> **ACTION ITEM**: Only the pictures should be left out; write out all other data exactly.

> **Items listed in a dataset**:
'''

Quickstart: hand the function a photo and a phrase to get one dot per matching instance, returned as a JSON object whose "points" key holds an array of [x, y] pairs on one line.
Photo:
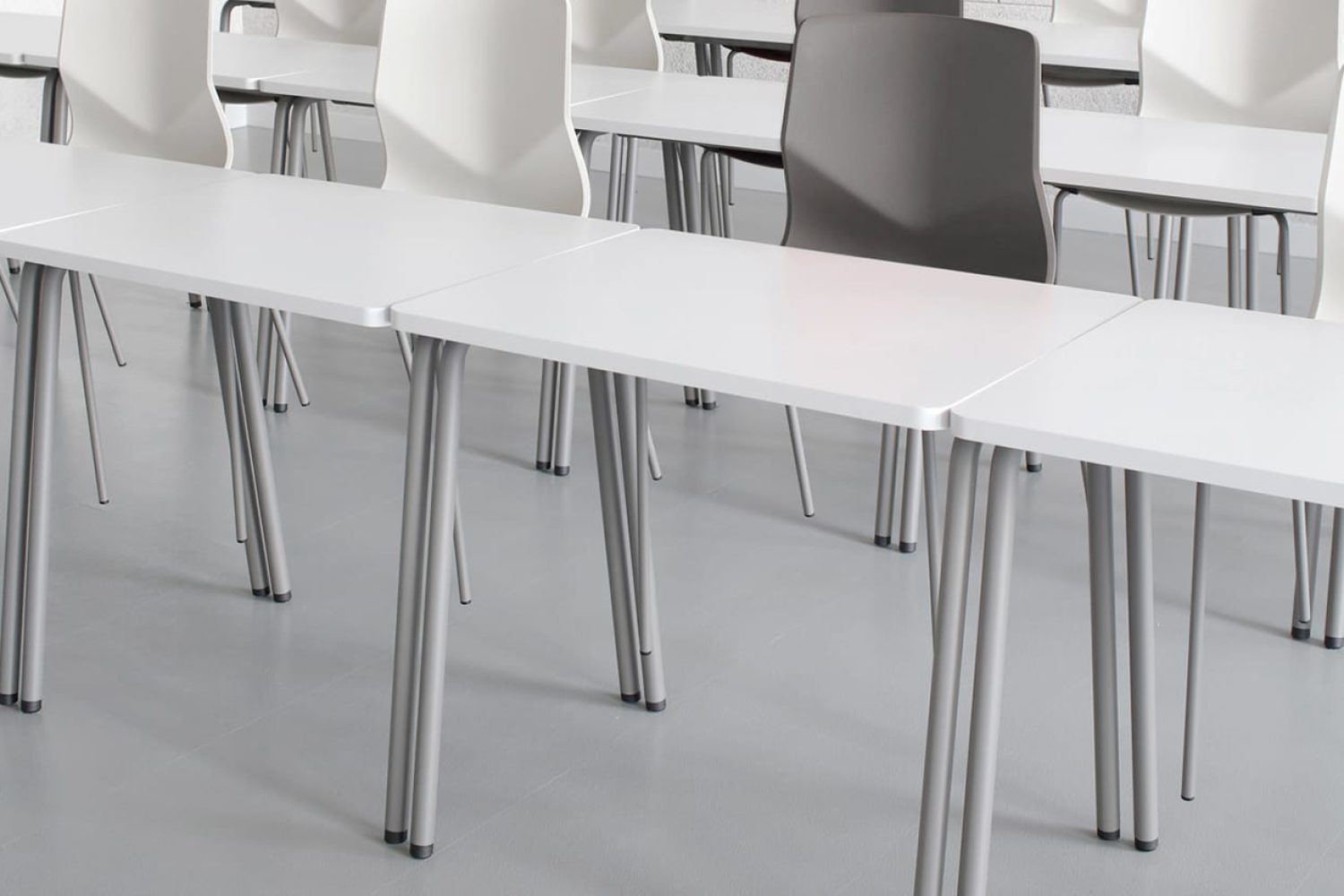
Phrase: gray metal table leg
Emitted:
{"points": [[949, 634], [16, 511], [1101, 551], [437, 584], [39, 495], [991, 648], [615, 532], [1142, 659], [409, 590]]}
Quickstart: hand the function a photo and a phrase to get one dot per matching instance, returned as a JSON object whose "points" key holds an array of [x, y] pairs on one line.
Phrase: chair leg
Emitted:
{"points": [[1193, 659], [910, 493], [86, 375], [800, 461], [107, 322]]}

'''

> **WORKED SOLUTION**:
Quickstart: hand the function a photo and a phrase to get one dot per matching instance, returned as a JSON object whose "points" key holds an array of [x, y] pairs on one line.
Photo:
Phrase: gray metal table leg
Emitted:
{"points": [[949, 634], [16, 511], [1101, 551], [437, 584], [39, 495], [991, 648], [615, 532], [1142, 659], [409, 590]]}
Quickstart: hand the function a photo and a phrase to get one dot per matching instance, returned as a JSON object whose "points" key holds an array of [x, y] pairs on one line.
Phrase: chair leg
Emitted:
{"points": [[1193, 659], [910, 493], [86, 375], [800, 461], [107, 322]]}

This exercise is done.